* WORK ITEM: Show each line from the records below in which the word "Annotate" occurs.

* GIVEN ENTRIES:
──────────

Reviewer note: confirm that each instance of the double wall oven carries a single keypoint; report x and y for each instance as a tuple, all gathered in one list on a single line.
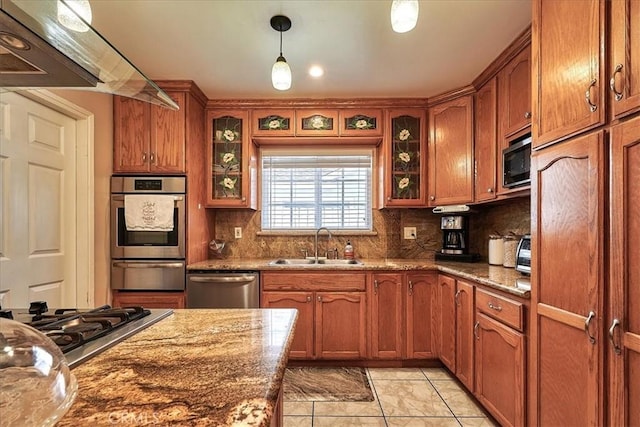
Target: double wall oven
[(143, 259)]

──────────

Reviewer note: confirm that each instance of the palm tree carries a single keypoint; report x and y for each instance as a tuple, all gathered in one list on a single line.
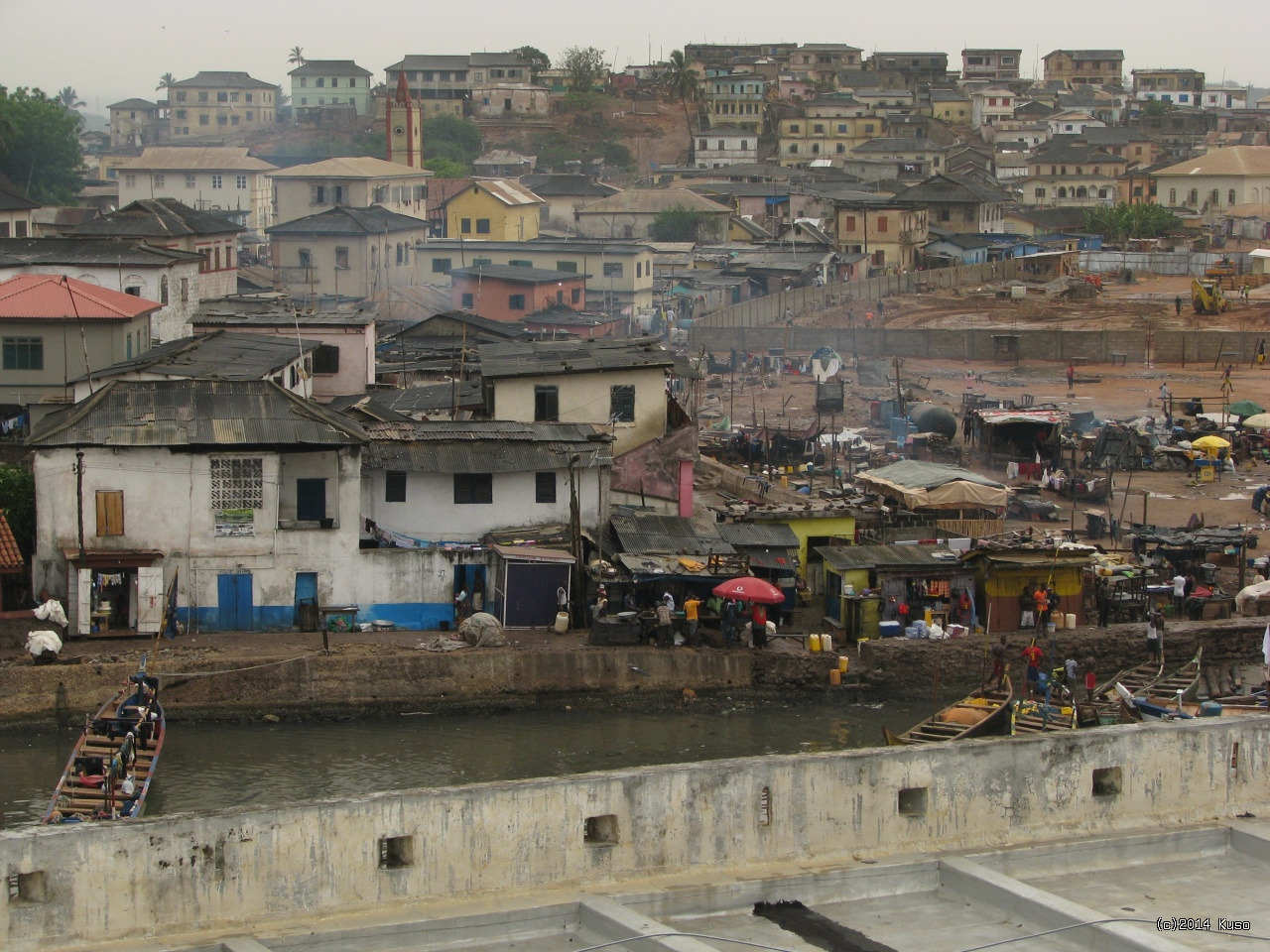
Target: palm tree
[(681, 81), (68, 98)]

──────────

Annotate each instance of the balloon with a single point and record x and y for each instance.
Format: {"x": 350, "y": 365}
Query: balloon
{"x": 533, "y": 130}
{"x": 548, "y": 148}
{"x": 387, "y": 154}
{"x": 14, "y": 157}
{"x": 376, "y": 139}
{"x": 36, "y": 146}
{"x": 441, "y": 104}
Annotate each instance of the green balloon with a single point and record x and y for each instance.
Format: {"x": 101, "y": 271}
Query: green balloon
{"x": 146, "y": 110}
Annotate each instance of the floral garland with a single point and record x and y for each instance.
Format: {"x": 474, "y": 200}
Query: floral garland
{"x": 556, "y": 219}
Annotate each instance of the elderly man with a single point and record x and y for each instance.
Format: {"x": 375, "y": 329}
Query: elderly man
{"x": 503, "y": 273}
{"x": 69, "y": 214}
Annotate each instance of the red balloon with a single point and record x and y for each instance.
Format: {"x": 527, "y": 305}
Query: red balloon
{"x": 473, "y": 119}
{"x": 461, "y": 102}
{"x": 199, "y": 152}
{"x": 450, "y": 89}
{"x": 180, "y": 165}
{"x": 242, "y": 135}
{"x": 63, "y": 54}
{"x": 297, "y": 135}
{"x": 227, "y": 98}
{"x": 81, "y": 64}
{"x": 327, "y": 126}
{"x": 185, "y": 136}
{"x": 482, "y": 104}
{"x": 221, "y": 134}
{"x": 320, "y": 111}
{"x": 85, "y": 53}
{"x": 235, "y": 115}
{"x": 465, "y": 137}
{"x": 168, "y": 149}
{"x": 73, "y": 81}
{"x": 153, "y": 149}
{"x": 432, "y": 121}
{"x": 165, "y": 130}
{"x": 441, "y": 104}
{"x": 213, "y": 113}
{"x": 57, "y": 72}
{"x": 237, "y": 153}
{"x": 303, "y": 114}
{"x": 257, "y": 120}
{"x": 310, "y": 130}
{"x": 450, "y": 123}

──────────

* YOUR SOLUTION:
Annotate each instance of the balloon with a single point and record x and y for each instance.
Annotate each instance of the green balloon with a single point and record x and y for each instance.
Annotate each instance of the floral garland with a single point and record x and y for each instance.
Annotate each instance of the elderly man with a single point and record x and y for each instance.
Annotate each instance of the red balloon with a single point and record x and y for each instance.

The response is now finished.